EXERCISE INSTRUCTIONS> Rewrite the material between the lines holding "For every instance of the sleeve" and "[[662, 616], [884, 719], [270, 686]]", inclusive, keeping every line, and raise each coordinate in the answers by 126.

[Point-based annotation data]

** start **

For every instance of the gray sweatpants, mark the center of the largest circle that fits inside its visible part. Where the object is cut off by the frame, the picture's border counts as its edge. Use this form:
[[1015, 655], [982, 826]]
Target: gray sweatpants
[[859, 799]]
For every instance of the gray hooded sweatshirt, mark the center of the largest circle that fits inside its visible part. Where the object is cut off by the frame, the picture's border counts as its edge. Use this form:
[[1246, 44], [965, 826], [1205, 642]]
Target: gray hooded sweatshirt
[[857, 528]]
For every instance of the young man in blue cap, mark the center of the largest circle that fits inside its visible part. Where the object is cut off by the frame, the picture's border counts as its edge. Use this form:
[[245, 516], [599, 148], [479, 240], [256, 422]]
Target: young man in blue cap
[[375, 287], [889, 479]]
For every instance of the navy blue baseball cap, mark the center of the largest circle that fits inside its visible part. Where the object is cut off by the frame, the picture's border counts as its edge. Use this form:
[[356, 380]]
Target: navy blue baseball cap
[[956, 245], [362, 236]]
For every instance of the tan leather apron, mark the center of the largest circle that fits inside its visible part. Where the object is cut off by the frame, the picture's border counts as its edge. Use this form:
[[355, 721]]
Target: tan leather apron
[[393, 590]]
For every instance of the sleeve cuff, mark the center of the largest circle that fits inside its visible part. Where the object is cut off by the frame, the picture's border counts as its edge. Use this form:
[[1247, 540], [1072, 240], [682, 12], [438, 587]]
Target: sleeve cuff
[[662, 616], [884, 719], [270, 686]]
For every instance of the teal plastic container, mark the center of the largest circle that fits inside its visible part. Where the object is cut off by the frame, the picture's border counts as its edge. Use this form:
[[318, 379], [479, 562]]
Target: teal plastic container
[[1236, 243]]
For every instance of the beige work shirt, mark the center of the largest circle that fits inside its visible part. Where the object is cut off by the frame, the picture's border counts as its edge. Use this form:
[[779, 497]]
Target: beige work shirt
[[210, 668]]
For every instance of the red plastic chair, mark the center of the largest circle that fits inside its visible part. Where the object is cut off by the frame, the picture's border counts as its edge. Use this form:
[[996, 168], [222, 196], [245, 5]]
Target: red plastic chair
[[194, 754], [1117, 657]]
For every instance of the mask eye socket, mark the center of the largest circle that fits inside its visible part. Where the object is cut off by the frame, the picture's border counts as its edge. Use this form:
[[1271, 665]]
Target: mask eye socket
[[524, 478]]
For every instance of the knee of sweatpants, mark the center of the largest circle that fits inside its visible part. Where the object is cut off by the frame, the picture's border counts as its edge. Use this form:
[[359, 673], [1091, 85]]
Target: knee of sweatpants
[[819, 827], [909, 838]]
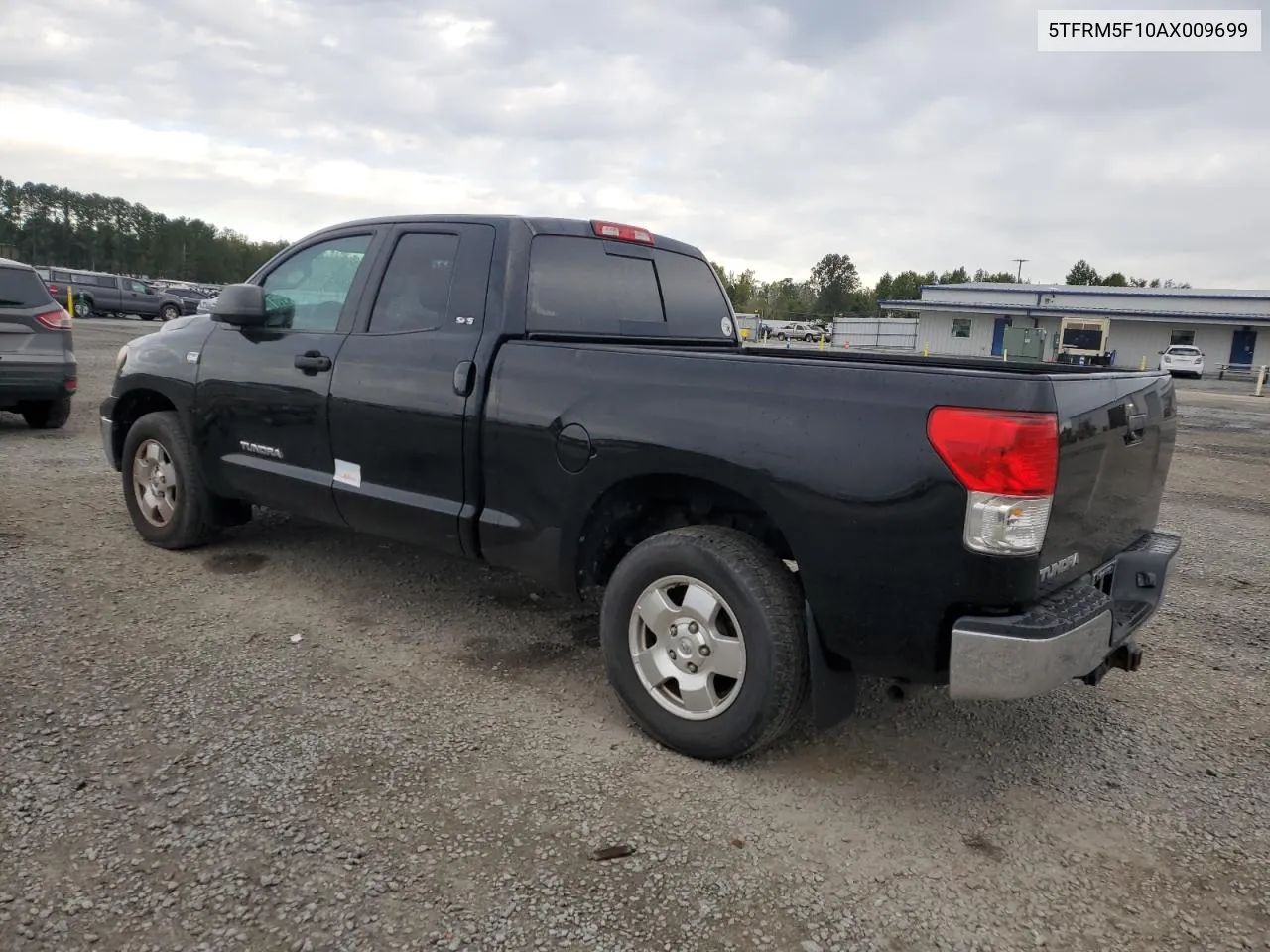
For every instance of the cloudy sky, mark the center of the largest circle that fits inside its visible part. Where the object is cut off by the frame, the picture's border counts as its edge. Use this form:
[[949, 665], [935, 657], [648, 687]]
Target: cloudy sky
[[912, 134]]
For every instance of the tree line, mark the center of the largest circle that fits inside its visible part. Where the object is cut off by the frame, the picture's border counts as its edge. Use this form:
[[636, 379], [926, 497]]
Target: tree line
[[53, 225], [49, 225], [833, 289]]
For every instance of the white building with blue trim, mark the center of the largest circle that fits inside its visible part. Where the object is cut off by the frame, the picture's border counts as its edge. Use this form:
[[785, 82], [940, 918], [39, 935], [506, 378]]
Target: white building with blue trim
[[970, 318]]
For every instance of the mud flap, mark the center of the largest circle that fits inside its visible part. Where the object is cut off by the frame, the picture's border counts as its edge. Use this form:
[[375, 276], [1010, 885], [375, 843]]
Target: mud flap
[[833, 688]]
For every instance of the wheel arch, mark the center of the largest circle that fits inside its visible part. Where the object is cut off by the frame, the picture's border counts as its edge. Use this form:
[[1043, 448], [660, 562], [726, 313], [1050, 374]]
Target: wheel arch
[[635, 507], [136, 402]]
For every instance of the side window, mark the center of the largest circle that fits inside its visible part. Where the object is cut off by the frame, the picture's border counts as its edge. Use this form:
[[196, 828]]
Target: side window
[[308, 291], [416, 290], [575, 287]]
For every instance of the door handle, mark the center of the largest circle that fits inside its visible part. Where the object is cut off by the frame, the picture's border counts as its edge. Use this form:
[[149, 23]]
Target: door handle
[[1137, 429], [313, 362], [465, 375]]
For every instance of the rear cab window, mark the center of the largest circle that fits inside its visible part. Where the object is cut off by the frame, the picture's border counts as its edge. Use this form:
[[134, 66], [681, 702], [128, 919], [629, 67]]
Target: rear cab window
[[587, 286], [22, 289]]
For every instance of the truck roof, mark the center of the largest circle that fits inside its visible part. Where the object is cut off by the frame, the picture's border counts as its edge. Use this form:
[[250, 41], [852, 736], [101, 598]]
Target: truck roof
[[536, 225]]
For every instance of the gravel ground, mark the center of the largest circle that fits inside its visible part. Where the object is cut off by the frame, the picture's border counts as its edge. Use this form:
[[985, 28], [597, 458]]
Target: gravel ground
[[303, 739]]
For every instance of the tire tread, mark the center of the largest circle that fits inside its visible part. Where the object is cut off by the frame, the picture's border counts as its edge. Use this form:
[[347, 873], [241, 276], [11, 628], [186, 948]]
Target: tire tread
[[195, 518], [779, 597]]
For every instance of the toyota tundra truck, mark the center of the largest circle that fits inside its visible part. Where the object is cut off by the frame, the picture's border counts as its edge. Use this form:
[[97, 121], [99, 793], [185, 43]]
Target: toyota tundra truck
[[571, 400]]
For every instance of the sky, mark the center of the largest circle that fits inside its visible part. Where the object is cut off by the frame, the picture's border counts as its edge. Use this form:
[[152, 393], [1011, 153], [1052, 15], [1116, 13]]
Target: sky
[[912, 134]]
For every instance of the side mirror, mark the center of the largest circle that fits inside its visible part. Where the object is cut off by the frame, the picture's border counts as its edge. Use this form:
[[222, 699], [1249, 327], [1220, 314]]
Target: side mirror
[[240, 306]]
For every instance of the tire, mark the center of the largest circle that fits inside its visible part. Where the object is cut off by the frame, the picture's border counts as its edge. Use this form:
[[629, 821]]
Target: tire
[[758, 594], [48, 414], [190, 520]]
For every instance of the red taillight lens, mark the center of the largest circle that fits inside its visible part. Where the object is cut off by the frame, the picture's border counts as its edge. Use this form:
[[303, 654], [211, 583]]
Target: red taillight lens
[[1001, 452], [621, 232], [55, 318]]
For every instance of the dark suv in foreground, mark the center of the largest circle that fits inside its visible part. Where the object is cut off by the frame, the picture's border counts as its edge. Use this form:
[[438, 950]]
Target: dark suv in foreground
[[37, 354]]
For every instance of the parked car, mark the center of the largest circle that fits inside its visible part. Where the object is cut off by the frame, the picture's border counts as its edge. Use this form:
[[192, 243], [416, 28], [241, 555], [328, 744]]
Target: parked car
[[808, 333], [98, 294], [39, 373], [559, 398], [1183, 358]]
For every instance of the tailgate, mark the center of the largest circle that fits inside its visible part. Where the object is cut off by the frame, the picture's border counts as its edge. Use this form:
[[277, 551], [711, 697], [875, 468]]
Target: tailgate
[[1116, 435]]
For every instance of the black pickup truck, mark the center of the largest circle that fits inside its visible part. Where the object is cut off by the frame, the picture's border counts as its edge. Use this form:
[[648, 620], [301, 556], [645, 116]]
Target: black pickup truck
[[99, 294], [571, 400]]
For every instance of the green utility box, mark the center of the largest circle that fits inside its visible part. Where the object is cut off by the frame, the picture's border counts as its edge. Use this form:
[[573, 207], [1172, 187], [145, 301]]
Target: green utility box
[[1024, 344]]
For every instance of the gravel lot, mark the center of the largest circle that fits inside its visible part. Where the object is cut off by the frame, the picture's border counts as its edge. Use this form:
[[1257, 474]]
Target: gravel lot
[[435, 760]]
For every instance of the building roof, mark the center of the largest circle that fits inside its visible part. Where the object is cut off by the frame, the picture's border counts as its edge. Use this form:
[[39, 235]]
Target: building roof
[[1234, 294], [1052, 311], [1203, 304]]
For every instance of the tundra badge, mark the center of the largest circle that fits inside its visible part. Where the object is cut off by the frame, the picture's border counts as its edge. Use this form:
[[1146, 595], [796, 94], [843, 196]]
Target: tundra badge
[[1062, 565], [258, 449]]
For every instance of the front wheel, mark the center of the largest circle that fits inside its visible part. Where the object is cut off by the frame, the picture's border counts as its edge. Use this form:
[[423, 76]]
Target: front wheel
[[163, 489], [702, 636]]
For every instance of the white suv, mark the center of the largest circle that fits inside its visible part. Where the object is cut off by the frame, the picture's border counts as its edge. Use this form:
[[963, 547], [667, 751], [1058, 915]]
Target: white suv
[[1183, 358]]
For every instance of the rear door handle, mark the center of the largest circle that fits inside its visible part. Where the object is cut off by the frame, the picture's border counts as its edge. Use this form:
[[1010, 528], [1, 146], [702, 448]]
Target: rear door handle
[[313, 362], [1137, 428], [465, 375]]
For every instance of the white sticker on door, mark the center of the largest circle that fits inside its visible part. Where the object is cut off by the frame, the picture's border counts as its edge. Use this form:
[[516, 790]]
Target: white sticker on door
[[348, 474]]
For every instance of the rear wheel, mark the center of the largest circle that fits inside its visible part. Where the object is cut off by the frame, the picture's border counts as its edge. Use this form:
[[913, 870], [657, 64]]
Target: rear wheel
[[703, 643], [163, 489], [48, 414]]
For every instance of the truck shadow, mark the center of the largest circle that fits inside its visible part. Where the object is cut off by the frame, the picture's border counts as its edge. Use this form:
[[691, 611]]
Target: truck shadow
[[493, 621]]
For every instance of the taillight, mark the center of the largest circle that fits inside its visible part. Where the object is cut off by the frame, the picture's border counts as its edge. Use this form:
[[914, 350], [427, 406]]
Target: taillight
[[621, 232], [1008, 463], [55, 318]]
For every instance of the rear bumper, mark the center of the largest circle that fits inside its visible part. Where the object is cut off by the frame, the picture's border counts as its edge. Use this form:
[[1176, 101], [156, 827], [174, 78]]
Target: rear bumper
[[1078, 633], [21, 384]]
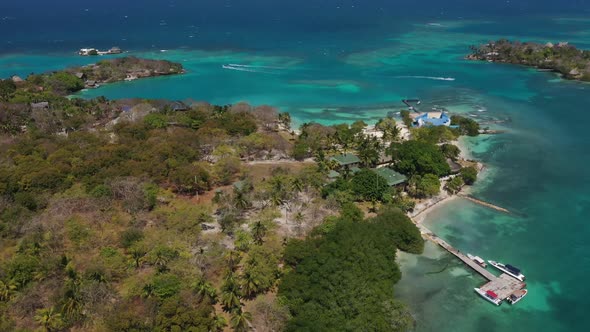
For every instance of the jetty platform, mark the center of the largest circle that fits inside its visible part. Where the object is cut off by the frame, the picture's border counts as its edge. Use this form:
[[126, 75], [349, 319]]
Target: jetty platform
[[503, 286], [482, 203]]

** end **

SOLUTION FOR THIS TASK>
For every instance of the sleeve cuff, mark the center of the largest circle that fits inside its visible part. Where the object is cut off by the frame, the picture's border counts as its edge. Use this form:
[[1247, 540], [1072, 240], [682, 12], [438, 587]]
Target: sleeve cuff
[[788, 742], [1010, 845], [396, 812]]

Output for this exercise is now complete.